Image region labeling entries
----------

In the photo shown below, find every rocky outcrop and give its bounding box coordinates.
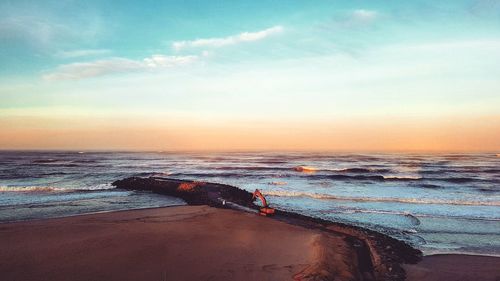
[113,177,422,281]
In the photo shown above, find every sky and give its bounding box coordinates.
[0,0,500,152]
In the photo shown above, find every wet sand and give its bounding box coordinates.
[0,206,360,281]
[403,255,500,281]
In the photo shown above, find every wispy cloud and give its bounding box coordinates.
[172,25,283,51]
[350,9,379,23]
[55,49,111,59]
[42,55,198,81]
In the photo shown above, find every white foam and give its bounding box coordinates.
[262,190,500,206]
[0,183,115,192]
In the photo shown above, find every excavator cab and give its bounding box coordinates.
[252,189,274,217]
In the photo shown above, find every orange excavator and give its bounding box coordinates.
[252,189,274,217]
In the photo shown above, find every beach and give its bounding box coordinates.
[0,206,359,281]
[0,203,500,281]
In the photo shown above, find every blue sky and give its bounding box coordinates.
[0,0,500,150]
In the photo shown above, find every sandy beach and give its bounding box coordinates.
[0,203,500,281]
[0,203,359,281]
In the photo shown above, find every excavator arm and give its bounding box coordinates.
[252,189,274,216]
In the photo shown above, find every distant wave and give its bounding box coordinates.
[322,207,421,225]
[293,166,318,173]
[213,166,289,171]
[262,191,500,206]
[0,183,115,192]
[268,181,288,185]
[326,175,423,181]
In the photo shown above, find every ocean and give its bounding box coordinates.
[0,151,500,256]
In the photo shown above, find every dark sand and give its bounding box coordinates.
[404,255,500,281]
[0,206,359,281]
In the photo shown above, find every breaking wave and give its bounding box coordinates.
[0,183,115,192]
[262,190,500,206]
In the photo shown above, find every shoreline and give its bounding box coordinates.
[0,177,500,281]
[0,204,500,258]
[0,205,374,281]
[0,205,500,281]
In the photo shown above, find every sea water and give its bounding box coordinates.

----------

■ **YOUR INSTRUCTIONS**
Rewrite the material above as a numbered list with one line per entry. Skip blank lines and omit the pictures.

■ **TASK RESULT**
1. In the photo shown below, find every rocky outcrop and give its bounding box coordinates.
2. [113,177,422,281]
3. In the photo shown above, find every sky and give its bounding box coordinates.
4. [0,0,500,152]
5. In the photo shown above, find every wet sand and give its bounding box coordinates.
6. [0,206,360,281]
7. [403,255,500,281]
8. In the photo shown above, find every wispy cloud and give its bounding box coordinates.
9. [172,25,283,51]
10. [350,9,379,23]
11. [55,49,111,59]
12. [42,55,198,81]
13. In the photo shown above, find every white foam and give its bounding box coordinates.
14. [262,190,500,206]
15. [0,183,115,192]
16. In the photo shown above, find every excavator cab and give its bounding box coordinates.
17. [252,189,274,217]
18. In the photo shown above, find every orange excavator and give its bounding box coordinates.
19. [252,189,274,217]
20. In the photo shown above, find every beach and give its bounding box coordinates.
21. [0,206,359,281]
22. [0,203,500,281]
23. In the photo shown above, find every blue sky and give its bounding box coordinates.
24. [0,0,500,150]
25. In the photo shown above, find every sandy beach and give its bounding box coordinates.
26. [0,203,500,281]
27. [0,203,359,281]
28. In the photo shown above, find every excavator arm and give its bounding box coordinates.
29. [252,189,274,216]
30. In the photo shown above, find every distant wave and give its bounding box coordinates.
31. [322,207,421,225]
32. [293,166,318,173]
33. [213,166,289,171]
34. [262,191,500,206]
35. [0,183,115,192]
36. [268,181,288,185]
37. [326,175,423,181]
38. In the photo shown above, find every ocean and give its bounding box coordinates.
39. [0,151,500,256]
40. In the photo shown above, find every dark sand and give its bounding box coordinates.
41. [404,255,500,281]
42. [0,206,359,281]
43. In the photo shown above, find every breaking wave and give its bounding box coordinates.
44. [0,183,115,192]
45. [262,190,500,206]
46. In the photo shown above, find every shoreline and give its bounding box coordinates.
47. [0,177,500,281]
48. [0,204,500,258]
49. [0,205,374,281]
50. [0,205,500,281]
51. In the photo shown above, find every sea water and give its bounding box coordinates.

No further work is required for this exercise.